GTCR eyes $3bn target for sophomore mid-cap buyout fund

GTCR eyes $3bn target for sophomore mid-cap buyout fund

GTCR eyes $3bn target for sophomore mid-cap buyout fund

Private equity pioneer GTCR, which last year closed a 14th flagship fund, is seeking $3 billion for a second mid-market buyout offering.

The target for GTCR Strategic Growth Fund II was disclosed this month in Massachusetts Pension Reserves Investment Management documents. The vehicle’s hard-cap is not known.

Launched in September, Fund II is expected to wrap up early next year, sources familiar with the offering told Buyouts. GTCR declined to comment.

Fund II arrived roughly three years after the $2 billion close of the Chicago manager’s inaugural fund for the strategy. GTCR Strategic Growth Fund I was targeting $1.5 billion.

Led by managing directors John Kos and Stephen Master, the strategic growth platform was launched to execute the same longtime strategy of GTCR’s flagship funds but aimed at smaller buyouts.

As such, the platform focuses on control investing in North American mid-market companies in business and consumer services, financial services and technology, healthcare and technology, media and telecommunications sectors. GTCR writes equity checks ranging from $50 million-$250 million.

RECORDS PROVIDED:
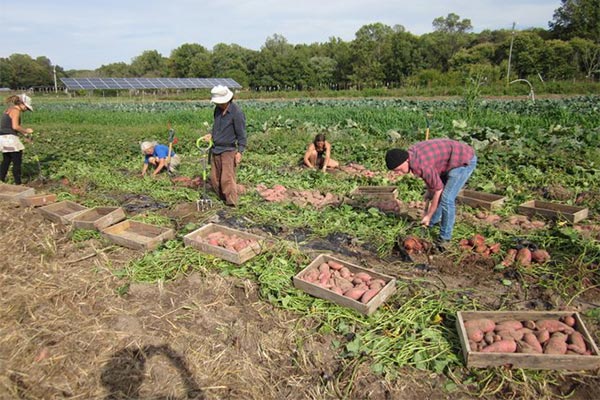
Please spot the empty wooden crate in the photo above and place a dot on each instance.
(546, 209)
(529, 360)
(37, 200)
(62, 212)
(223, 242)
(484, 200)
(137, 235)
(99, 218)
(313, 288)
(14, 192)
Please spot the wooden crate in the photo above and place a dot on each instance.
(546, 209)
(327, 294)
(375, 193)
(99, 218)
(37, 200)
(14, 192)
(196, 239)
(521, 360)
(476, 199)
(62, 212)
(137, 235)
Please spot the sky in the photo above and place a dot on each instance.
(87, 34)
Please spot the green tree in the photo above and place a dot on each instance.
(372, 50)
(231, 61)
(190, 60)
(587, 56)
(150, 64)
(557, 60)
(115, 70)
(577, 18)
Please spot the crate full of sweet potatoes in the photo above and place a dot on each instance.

--

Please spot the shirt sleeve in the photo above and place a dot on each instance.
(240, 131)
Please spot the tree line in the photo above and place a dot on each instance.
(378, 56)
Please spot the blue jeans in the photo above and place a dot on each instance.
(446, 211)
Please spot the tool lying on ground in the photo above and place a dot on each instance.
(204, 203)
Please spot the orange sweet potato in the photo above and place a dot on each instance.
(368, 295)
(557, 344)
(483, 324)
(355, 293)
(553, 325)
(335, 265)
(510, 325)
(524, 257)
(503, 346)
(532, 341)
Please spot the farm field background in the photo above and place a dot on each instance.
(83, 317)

WHAT THIS TASK INVOLVES: In the GTCR fund article, how much was GTCR Strategic Growth Fund I targeting?

YOUR SOLUTION: $1.5 billion